* **Exercises to complete**
[1] Answer these questions using the text on paint and microplastics:
(a) What size are microplastic particles typically?
(b) What role do the polymers in many paints and coatings play?
(c) What range is reported for total microplastics leakage from paint?
[2] Extract the passage of the text on paint and microplastics from "One key sustainability" to "5mm in size[2].".
[3] Rewrite the paragraph of the text on paint and microplastics that begins "The global contribution of paint" as a bulleted list, keeping its main facts.

* **Source text**
begin

One key sustainability challenge is polymer pollution and microplastics. A recent OECD (Organisation for Economic Cooperation and Development) found that plastic waste has doubled in the past two decades and is expected to almost triple by 2060[1]. Plastic waste poses a major risk of generating microplastics. When larger pieces of plastic are not properly disposed of, or recycled, they can end up in the environment where they degrade over time and break down into smaller and smaller pieces until they are reduced to microplastic particles, typically smaller than 5mm in size[2].

Many paints and coatings contain polymers, which act as binders, that fall under the microplastics definition. These binders are used in everything from architecture and marine coatings to road marking and general industry.

The global contribution of paint and coatings to plastic leakage has largely been overlooked as an issue until recently when paints are, in fact, an important source of microplastic leakage into our oceans and waterways.  This leakage occurs during application, through wear and tear and maintenance or associated with the End-of-Life of the painted object. Total microplastics leakage from paint is reported in the range 5.2 – 9.8 Mt/year[3].

end

* **Stored records**
begin

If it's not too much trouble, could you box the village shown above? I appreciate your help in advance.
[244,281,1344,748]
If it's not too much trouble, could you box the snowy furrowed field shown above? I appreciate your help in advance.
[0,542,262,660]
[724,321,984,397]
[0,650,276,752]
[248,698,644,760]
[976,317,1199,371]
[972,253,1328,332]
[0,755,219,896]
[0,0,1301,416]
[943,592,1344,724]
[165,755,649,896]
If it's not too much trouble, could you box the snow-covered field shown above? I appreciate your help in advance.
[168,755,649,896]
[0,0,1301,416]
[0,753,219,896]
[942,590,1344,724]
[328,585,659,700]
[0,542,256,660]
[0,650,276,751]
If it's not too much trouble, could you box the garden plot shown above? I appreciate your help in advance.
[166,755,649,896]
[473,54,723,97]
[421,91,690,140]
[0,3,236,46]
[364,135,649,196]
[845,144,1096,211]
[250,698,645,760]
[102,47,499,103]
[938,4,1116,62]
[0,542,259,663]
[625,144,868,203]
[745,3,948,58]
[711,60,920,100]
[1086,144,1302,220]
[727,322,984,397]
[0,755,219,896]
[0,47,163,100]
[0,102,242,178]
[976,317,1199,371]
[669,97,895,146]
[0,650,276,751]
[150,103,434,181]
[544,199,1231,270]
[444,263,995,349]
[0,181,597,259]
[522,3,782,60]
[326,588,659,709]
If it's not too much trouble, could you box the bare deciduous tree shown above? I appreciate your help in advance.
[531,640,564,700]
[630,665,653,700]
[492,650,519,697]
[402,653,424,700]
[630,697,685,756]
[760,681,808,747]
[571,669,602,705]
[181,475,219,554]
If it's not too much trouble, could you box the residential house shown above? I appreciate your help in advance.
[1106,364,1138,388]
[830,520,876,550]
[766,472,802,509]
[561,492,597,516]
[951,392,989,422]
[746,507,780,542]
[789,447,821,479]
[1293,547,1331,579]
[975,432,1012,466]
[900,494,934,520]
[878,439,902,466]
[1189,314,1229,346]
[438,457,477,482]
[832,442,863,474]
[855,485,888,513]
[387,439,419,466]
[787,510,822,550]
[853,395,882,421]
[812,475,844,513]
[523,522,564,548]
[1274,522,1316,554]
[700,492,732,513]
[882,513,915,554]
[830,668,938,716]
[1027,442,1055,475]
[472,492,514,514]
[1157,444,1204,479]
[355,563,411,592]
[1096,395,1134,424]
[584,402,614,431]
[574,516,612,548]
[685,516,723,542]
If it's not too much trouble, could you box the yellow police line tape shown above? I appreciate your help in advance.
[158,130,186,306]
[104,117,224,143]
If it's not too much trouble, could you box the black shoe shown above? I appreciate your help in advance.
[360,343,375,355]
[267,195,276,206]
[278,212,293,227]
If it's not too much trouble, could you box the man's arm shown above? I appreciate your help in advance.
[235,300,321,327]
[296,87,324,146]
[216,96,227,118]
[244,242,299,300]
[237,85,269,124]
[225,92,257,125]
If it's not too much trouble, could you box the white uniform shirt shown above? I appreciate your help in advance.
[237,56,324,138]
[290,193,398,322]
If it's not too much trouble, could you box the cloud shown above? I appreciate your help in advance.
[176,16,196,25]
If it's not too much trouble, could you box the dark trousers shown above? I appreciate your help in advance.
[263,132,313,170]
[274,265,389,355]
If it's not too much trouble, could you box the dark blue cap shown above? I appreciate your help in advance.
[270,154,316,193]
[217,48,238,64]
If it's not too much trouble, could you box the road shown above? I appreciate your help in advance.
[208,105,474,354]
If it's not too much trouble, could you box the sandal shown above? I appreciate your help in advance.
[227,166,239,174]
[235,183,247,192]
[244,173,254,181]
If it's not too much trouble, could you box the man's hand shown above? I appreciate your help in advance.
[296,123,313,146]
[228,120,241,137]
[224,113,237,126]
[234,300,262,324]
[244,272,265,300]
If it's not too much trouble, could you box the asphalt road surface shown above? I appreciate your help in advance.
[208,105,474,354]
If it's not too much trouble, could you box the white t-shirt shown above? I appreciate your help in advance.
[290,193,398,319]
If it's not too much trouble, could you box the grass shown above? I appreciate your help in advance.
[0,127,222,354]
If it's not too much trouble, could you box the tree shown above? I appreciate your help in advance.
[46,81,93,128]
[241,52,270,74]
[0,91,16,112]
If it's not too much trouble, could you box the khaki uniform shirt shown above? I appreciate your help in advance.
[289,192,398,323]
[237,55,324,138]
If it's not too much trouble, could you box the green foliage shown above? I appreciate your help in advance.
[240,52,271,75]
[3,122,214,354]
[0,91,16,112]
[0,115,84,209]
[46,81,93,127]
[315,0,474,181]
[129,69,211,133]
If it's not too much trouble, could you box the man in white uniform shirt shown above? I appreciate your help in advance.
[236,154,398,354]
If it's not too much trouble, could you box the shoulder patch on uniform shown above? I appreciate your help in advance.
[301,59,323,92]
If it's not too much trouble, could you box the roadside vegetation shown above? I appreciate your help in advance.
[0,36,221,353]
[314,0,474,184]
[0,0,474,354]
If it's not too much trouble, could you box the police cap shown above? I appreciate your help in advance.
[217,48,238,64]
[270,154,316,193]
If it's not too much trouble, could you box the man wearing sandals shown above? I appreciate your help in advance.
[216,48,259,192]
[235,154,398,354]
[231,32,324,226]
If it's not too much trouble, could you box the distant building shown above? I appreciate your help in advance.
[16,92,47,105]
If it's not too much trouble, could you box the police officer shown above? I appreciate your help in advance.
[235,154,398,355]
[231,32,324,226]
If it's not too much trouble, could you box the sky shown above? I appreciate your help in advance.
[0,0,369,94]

end

* **Final answers**
[1]
(a) Typically smaller than 5mm.
(b) They act as binders.
(c) 5.2 – 9.8 Mt/year.

[2]
One key sustainability challenge is polymer pollution and microplastics. A recent OECD (Organisation for Economic Cooperation and Development) found that plastic waste has doubled in the past two decades and is expected to almost triple by 2060[1]. Plastic waste poses a major risk of generating microplastics. When larger pieces of plastic are not properly disposed of, or recycled, they can end up in the environment where they degrade over time and break down into smaller and smaller pieces until they are reduced to microplastic particles, typically smaller than 5mm in size[2].

[3]
- Paint and coatings' global contribution to plastic leakage was largely overlooked until recently.
- Paints are an important source of microplastic leakage into oceans and waterways.
- Leakage occurs during application, through wear and tear and maintenance, or at the End-of-Life of the painted object.
- Total microplastics leakage from paint is reported at 5.2 – 9.8 Mt/year.